INFORMATION SUPPLIED Block Start
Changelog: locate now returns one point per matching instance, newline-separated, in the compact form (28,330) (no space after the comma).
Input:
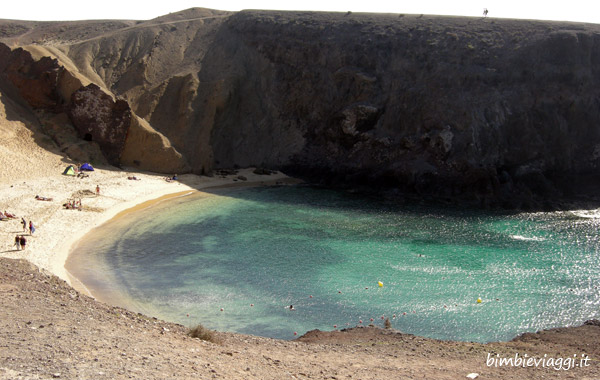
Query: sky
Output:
(62,10)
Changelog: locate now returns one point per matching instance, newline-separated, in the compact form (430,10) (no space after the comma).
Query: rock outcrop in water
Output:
(490,111)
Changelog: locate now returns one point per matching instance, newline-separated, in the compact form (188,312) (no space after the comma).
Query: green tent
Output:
(70,170)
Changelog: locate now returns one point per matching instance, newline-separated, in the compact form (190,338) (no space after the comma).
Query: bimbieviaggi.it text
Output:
(524,361)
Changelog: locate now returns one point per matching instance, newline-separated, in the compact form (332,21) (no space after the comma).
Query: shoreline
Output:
(58,230)
(47,321)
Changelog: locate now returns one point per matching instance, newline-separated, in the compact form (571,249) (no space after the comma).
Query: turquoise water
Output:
(236,261)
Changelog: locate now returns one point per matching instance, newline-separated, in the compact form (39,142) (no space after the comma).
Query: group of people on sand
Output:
(171,179)
(73,204)
(21,240)
(6,215)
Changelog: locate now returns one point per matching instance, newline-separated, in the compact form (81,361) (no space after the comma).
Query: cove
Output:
(236,259)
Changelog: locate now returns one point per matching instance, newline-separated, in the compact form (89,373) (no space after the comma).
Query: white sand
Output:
(30,165)
(58,228)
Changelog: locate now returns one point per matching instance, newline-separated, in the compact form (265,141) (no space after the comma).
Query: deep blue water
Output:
(254,252)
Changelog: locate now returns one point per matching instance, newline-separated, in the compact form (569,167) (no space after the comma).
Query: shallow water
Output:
(254,252)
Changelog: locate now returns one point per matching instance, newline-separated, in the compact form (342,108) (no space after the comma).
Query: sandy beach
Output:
(58,228)
(49,330)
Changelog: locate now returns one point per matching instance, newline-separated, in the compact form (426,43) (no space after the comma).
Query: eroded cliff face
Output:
(495,112)
(66,108)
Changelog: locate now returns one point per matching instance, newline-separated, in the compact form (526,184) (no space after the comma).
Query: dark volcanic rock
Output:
(35,80)
(99,118)
(494,112)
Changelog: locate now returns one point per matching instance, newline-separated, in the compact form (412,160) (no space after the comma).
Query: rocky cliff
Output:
(496,112)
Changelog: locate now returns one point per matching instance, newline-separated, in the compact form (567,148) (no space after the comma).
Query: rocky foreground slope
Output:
(496,112)
(48,330)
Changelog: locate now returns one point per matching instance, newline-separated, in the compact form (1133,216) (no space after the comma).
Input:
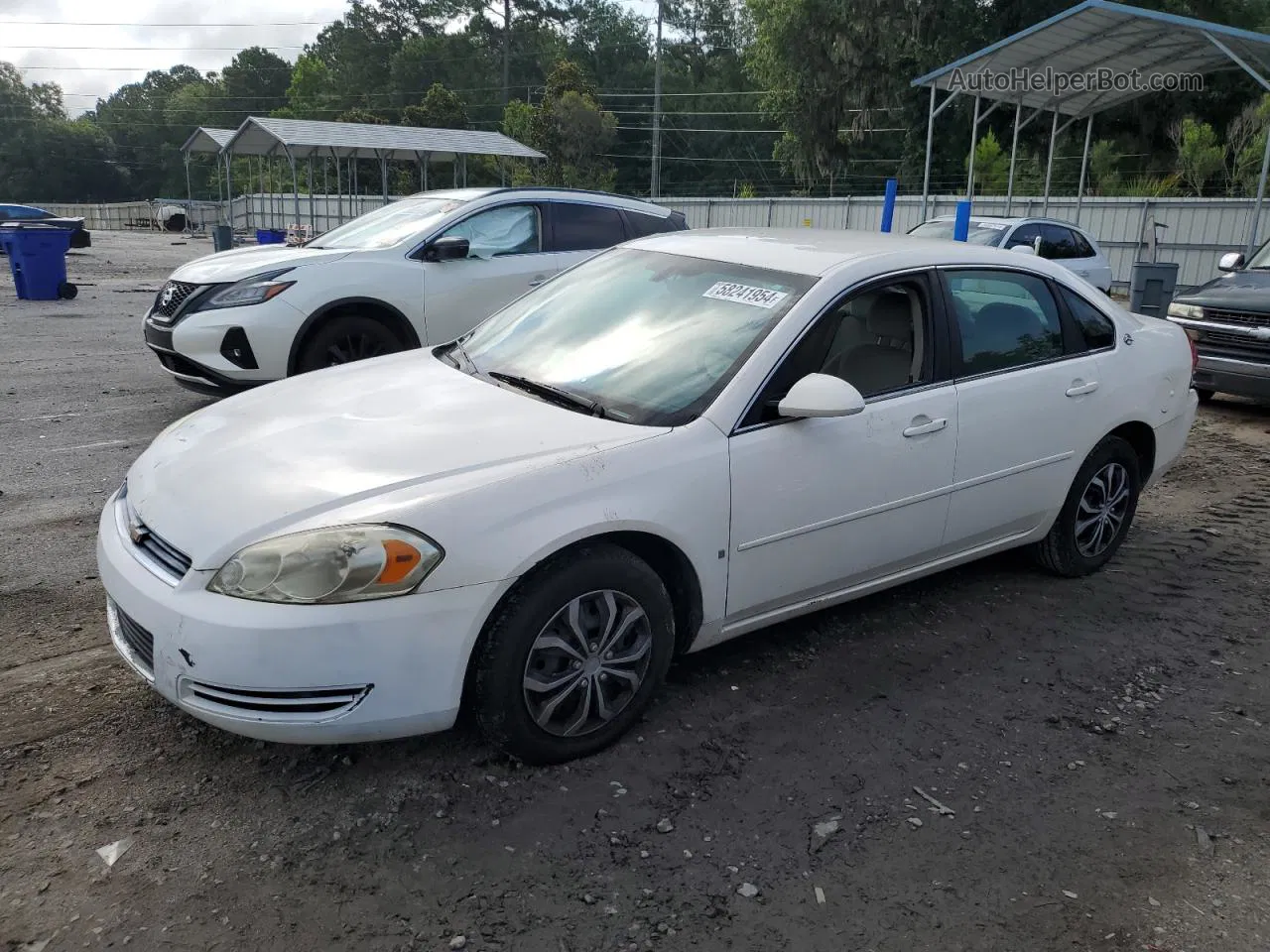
INFORMATION SUPPLIED Block End
• [GOAL OF THE EXERCISE]: In the records above, find each line with the word "rocky" and copy it.

• [ANSWER BOX]:
Query: rocky cliff
Query: rocky foreground slope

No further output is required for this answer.